*WHAT YOU SHOULD DO*
Starting from the line containing "of the tree", write out the rest of the entries exactly, through the final line, including nothing else.

*SUPPLIED ENTRIES*
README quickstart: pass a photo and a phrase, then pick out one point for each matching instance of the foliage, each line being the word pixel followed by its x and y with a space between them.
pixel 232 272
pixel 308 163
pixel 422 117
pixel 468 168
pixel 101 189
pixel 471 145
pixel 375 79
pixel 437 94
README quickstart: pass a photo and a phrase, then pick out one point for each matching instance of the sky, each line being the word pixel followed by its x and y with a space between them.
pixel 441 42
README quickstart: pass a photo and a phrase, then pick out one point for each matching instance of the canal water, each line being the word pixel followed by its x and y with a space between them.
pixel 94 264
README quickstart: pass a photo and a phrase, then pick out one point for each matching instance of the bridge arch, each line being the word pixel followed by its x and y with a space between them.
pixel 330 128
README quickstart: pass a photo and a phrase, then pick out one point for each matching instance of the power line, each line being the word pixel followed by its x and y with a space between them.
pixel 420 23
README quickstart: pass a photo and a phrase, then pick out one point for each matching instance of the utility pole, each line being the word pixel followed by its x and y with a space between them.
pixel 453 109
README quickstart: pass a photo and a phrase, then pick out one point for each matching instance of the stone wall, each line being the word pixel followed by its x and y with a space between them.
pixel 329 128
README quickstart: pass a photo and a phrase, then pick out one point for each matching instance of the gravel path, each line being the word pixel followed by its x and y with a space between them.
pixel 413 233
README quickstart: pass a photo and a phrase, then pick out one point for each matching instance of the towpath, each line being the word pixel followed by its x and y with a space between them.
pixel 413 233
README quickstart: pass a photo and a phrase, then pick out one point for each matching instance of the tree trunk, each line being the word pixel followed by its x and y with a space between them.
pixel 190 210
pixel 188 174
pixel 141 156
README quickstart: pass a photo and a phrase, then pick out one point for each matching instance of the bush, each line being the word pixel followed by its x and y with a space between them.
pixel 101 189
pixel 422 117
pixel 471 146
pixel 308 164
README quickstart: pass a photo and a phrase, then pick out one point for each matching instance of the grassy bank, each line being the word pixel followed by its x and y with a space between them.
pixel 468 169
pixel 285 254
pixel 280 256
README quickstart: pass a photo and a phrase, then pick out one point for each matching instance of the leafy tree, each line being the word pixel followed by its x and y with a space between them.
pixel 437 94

*RESPONSE TO THIS TASK*
README quickstart: pass a photo and a phrase, then pick out one point for each matching instance of the tree trunk, each line being the word pixel followed by its x and y with a space between them.
pixel 190 210
pixel 188 174
pixel 141 156
README quickstart: pass a photo and a phrase, then pick out one point for each matching instance of the bush, each line being the word pixel followed by its x and y with a space between them.
pixel 101 189
pixel 422 117
pixel 471 146
pixel 308 164
README quickstart: pass a photo and a phrase, then pick out one point for each matching instance of the grassy bank, each line being the word pixel followed by its x and y with a space between them.
pixel 468 169
pixel 285 254
pixel 280 256
README quickstart: pass a photo and a phrase, then pick out one point for each matching instance of the leafy tree, each line being the word pixel followed by its x and y with a space between them.
pixel 437 94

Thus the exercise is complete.